┌────────

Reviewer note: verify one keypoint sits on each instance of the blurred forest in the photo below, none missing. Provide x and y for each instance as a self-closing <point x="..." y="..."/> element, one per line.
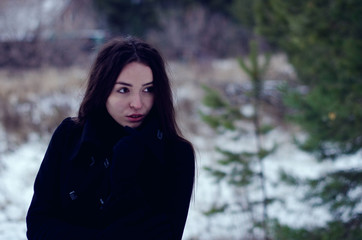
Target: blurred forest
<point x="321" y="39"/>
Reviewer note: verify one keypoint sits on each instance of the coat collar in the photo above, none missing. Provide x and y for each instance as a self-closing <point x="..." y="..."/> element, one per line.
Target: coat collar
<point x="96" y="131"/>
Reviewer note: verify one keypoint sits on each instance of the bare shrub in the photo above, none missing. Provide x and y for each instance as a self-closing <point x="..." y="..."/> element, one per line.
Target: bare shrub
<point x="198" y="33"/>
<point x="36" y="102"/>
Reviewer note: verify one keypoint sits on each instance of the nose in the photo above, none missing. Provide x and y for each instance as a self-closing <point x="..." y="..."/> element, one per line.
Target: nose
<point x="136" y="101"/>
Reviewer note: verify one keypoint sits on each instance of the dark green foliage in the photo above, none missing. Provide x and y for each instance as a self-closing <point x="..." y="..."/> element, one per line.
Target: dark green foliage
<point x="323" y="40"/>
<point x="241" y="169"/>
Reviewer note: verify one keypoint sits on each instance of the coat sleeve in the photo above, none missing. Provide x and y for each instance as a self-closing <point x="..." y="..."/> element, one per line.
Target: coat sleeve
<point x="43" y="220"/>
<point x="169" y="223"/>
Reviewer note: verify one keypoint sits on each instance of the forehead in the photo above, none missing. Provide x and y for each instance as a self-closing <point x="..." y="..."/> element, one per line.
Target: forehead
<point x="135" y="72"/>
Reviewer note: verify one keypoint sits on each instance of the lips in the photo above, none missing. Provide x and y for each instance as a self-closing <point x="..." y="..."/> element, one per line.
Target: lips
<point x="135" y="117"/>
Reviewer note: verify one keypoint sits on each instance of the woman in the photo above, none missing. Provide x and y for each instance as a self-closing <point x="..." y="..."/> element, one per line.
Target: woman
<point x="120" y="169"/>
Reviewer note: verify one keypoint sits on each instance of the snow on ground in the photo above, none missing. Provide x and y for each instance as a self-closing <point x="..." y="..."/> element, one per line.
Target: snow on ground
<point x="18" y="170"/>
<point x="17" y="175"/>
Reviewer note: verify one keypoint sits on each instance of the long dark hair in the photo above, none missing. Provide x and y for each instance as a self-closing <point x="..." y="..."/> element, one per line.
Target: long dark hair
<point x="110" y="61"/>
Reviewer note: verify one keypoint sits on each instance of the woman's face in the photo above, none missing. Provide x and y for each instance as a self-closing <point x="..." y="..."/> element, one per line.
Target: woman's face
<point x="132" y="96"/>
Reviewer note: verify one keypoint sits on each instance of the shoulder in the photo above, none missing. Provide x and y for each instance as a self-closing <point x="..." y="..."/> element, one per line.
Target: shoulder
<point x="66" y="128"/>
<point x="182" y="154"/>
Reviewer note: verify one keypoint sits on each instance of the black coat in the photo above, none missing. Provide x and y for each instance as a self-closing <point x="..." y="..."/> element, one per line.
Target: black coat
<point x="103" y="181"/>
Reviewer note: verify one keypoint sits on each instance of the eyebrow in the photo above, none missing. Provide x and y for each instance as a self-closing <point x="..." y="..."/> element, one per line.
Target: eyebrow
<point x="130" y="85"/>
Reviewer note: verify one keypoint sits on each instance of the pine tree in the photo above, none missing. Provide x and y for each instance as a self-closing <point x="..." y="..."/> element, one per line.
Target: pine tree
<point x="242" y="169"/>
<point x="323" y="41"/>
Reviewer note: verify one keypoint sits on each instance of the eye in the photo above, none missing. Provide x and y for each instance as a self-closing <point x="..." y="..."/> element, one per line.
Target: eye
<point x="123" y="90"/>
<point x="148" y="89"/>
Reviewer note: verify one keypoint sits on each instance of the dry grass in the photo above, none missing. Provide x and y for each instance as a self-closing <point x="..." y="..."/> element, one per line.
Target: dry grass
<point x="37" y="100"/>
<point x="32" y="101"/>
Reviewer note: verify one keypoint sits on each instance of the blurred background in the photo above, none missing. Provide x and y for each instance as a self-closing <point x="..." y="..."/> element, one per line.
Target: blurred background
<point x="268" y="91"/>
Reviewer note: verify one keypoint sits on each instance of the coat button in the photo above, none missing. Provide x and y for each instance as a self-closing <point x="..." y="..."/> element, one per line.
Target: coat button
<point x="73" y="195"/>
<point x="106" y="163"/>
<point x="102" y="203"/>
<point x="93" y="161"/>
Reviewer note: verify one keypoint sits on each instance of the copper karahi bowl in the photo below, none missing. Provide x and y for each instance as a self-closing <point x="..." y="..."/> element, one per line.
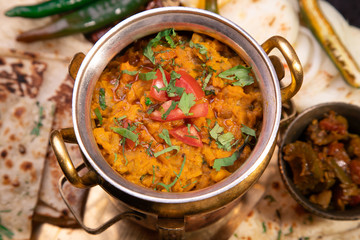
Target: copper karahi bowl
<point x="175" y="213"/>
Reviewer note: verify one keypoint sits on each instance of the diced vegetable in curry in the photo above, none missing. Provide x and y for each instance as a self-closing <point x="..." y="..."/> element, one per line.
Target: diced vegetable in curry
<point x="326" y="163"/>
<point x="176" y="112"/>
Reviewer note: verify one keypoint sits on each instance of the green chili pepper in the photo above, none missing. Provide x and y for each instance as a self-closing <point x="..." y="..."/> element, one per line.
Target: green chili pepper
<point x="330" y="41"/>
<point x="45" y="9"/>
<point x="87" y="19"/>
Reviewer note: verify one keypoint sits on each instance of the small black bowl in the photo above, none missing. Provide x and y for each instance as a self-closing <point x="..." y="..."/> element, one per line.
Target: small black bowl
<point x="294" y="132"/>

└────────

▸ EXERCISE AIM
Omit every picture while copying the listing above exactly.

▸ FULL RESPONSE
Reviewer note: verify one keypoint sits on each instance of the blurred forest in the photo below, none missing. Provide x and y for each instance as a self-closing <point x="..." y="..."/> element, one per line.
Target: blurred forest
<point x="321" y="39"/>
Reviewer note: verify one keypoint sits on each instance of the coat collar in the photo above, none missing. Provide x and y for each instance as a self-closing <point x="..." y="..."/> element, one per line.
Target: coat collar
<point x="96" y="131"/>
Reviewer note: verify one keypoint sits on each instance of the bare shrub in the photo above, none missing. Provide x and y for each instance as a self-closing <point x="..." y="..."/> element, one per line.
Target: bare shrub
<point x="198" y="33"/>
<point x="36" y="102"/>
Reviewer note: verify one keypoint sits on each instance of the nose in the photo above, none missing. Provide x and y for each instance as a self-closing <point x="..." y="..."/> element, one per line.
Target: nose
<point x="136" y="101"/>
Reviewer note: verify one keypoint sits on each instance of the dark green foliage in the photo above, none missing. Provide x and y for each instance as a self-closing <point x="..." y="..."/> element, one per line.
Target: dark green foliage
<point x="323" y="40"/>
<point x="241" y="169"/>
Reviewer note: verify one keypoint sits on each instance of the coat sleeve in the photo above, none missing. Provide x and y for each instance as a self-closing <point x="..." y="..."/> element, one per line.
Target: coat sleeve
<point x="43" y="220"/>
<point x="169" y="223"/>
Reviewer note: verify one keypoint sits on each instance of the forehead in the photo above, none missing. Provide x and y for each instance as a self-closing <point x="..." y="..."/> element, one per line.
Target: forehead
<point x="135" y="72"/>
Reviewer note: verify one keypoint sits on each instance of the lips in the photo above, none missing. Provide x and y for each instance as a self-closing <point x="..." y="..."/> element, one per line.
Target: lips
<point x="135" y="117"/>
Reviewer note: verify one keypoint sits on each instance of the woman in the photo above, none missing. Provide x and y for each instance as a self-closing <point x="..." y="..."/> element, one per line.
Target: woman
<point x="120" y="169"/>
Reviewer note: verify one keypoint sits on each instance of the snow on ground in the photo above, none missing. Provide x and y for each instance as a self-closing <point x="..." y="..."/> element, one per line.
Target: snow on ground
<point x="18" y="170"/>
<point x="17" y="175"/>
Reviewer note: verify one keypoint sits on each instance of the long dark hair in the photo above, none missing. Provide x and y for each instance as a self-closing <point x="..." y="..."/> element, one per line.
Target: long dark hair
<point x="110" y="61"/>
Reviewer note: verify one keypoint sits on each instance of the woman's face in the photo above, none missing. Provide x and y for each instance as a self-closing <point x="..." y="..."/> element, one per line.
Target: woman's face
<point x="132" y="96"/>
Reviewer note: verify one keypoint sits on each instance of the shoulder in the photo above, none missing. Provide x and y for each instance as a self-closing <point x="..." y="..."/> element, one per line.
Target: shoulder
<point x="66" y="128"/>
<point x="182" y="154"/>
Reviewer note: verify one keypoint sits on each instance of the black coat in the photo above, none missing. Provide x and y for each instance as a self-closing <point x="..." y="..."/> element, one per line.
Target: black coat
<point x="103" y="181"/>
Reviewer note: verify one keypoint sits on each instance of the eyebrow in the photo above, none missing. Provide x and y for each instance as a self-closing <point x="..." y="..."/> element, one per line.
Target: eyebrow
<point x="130" y="85"/>
Reviewer note: verify one keypoint sits on each instance of the pine tree in the photo above, none missing. Provide x and y for each instance as a self-closing <point x="..." y="..."/> element, one per line.
Target: pine tree
<point x="242" y="169"/>
<point x="323" y="41"/>
Reviewer note: verify one keypoint sits on each instance of the eye in the photo above, none missing. Provide x and y for each instance as a self-closing <point x="..." y="..."/> element, one per line.
Target: eye
<point x="123" y="90"/>
<point x="148" y="89"/>
Reviewer note: verify one keypoint sits on each instance of the dry grass in the photo above, none missing. Provide x and y for each instance as a self-closing <point x="..." y="..."/> element, one per line.
Target: dry grass
<point x="37" y="100"/>
<point x="32" y="101"/>
Reviewer note: verify one keypoint sits on each instance of the blurred background in the photo above, none missing. Provide x and y for each instance as a self-closing <point x="..." y="..."/> element, one per line.
Target: blurred background
<point x="268" y="91"/>
Reviewer note: verify one keypoint sits on each instance of the coat button in the photo above, none missing. Provide x and y for each instance as a self-closing <point x="..." y="..."/> element, one per line.
Target: coat button
<point x="73" y="195"/>
<point x="106" y="163"/>
<point x="102" y="203"/>
<point x="93" y="161"/>
Reviewer note: verify one keypoint sits on each instance of the copper karahi bowl in the photo below, none missing. Provide x and y for each instance as a self-closing <point x="..." y="..."/> element, one per line.
Target: copper karahi bowl
<point x="175" y="213"/>
Reviewer note: verify one keypoint sits on each instance of the diced vegetable in curry in the photo above, none missing. Provide x and y for each instance as a self-closing <point x="..." y="..."/> element, one per line.
Target: diced vegetable in curry
<point x="326" y="163"/>
<point x="176" y="112"/>
Reviewer note: verify one keypoint sits on each instance of the green chili pepper in the photo above, none missing. Provide x and y for each instance as a self-closing <point x="..." y="..."/> element, one per line.
Target: green chili pepper
<point x="330" y="41"/>
<point x="45" y="9"/>
<point x="87" y="19"/>
Reviewer note: verify one keypoint sits on each instance of the small black bowl in the photo above, none missing. Provide x and y for each instance as a self-closing <point x="..." y="..."/> element, one per line.
Target: small black bowl
<point x="294" y="132"/>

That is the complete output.